▶ Given passage
The First Caveat was handwritten and was lodged by the Sister personally. The Brother points to the fact that there is no reference in the First Caveat to an agreement that the Carlton Property would be jointly owned or to an allegation that the purchase price for the Carlton Property was contributed jointly. In circumstances where the First Caveat was apparently drawn by the Sister, that is equivocal.
On 25 May 2007, Messrs LAC Lawyers, who were acting for the Brother, wrote to the Sister, relevantly saying as follows:
"We are instructed that:
(a) Since 1992 the following properties were purchased:
[The dates of purchase of the Lakemba Property, the Carlton Property, the Turrella Property and the Arncliffe Property, together with the registered owners, are set out].
(b) The properties were registered in either of your names except for [the] Turrella property for the convenience of obtaining bank loans.
(c) All the properties should belong to you and your brother in equal shares. You are holding your brother's share in [the] Lakemba and Arncliffe properties in trust for him. Likewise, your brother is holding your share in trust in the Carlton property.
(d) Your brother has been paying the expenses in respect of all the properties.
(e) You have not accounted to your brother for the rental received in respect of the properties.
(f) You have not accounted to your brother for any excess funds you received from the refinance of the properties.
(g) Our client believes that you have refinanced the loans on the properties solely for your benefit and to his detriment.
…"
That is an unequivocal acknowledgment on the part of the Brother that, as at 2007, the Carlton Property was owned jointly. In cross-examination, the Brother agreed that 2(a), (b), and (c) of the letter were accurate as at the date on which the letter was written.
On 8 August 2007, the Sister lodged another caveat in respect of the Carlton Property (the Second Caveat). The Second Caveat claimed an interest as follows:
"Equitable interest in the property as a co-mortgagor and contributor to the loan repayments."
It may be significant that the word "sole", which had appeared in the earlier caveat, was omitted. The Brother again points to the absence of any assertion of an agreement concerning the Carlton Property. While the declaration by the Sister in the Second Caveat was witnessed by a solicitor, it is apparent that the Second Caveat, which is handwritten, was lodged by the Sister personally. Again, I consider the absence of a reference to an agreement to be equivocal.

▶ Record set

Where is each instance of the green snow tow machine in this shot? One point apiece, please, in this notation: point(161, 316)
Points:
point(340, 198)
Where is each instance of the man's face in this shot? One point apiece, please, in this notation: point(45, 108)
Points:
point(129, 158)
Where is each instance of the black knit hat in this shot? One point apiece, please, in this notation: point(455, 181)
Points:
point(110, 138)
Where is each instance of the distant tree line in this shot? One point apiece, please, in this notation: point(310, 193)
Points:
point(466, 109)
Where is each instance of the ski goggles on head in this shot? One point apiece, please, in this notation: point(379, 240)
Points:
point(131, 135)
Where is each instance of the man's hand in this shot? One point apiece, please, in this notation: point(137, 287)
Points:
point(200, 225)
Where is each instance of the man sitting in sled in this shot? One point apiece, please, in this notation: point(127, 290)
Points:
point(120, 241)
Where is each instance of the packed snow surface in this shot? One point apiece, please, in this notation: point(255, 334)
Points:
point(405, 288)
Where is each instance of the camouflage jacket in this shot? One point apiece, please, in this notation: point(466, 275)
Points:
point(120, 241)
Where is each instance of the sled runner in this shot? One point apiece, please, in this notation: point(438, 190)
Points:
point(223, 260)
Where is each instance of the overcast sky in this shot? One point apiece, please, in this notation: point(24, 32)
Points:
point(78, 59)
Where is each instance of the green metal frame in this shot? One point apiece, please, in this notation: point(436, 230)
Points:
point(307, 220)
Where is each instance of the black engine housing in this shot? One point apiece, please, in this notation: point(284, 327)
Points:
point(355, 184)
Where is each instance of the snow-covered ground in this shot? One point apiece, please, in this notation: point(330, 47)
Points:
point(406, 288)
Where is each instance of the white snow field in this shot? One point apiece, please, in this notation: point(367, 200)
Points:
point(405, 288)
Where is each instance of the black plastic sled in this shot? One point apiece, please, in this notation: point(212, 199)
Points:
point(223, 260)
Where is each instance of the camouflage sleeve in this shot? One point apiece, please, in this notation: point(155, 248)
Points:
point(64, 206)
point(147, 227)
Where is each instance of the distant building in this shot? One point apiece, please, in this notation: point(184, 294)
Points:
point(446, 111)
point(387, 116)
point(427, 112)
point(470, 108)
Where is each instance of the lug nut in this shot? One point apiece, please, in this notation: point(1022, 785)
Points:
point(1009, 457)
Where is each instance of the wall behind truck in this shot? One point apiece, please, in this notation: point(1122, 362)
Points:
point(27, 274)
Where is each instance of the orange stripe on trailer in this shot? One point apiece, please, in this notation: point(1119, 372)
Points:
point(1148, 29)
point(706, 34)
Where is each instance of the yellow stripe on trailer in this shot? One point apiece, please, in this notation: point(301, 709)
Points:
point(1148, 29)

▶ Work to do
**1.** Repeat the passage about the Carlton Property caveats word for word, from "(f) You have" to "to his detriment.".
**2.** According to the passage about the Carlton Property caveats, on what date did the Sister lodge the Second Caveat?

▶ Expected outputs
**1.**
(f) You have not accounted to your brother for any excess funds you received from the refinance of the properties.
(g) Our client believes that you have refinanced the loans on the properties solely for your benefit and to his detriment.

**2.** 8 August 2007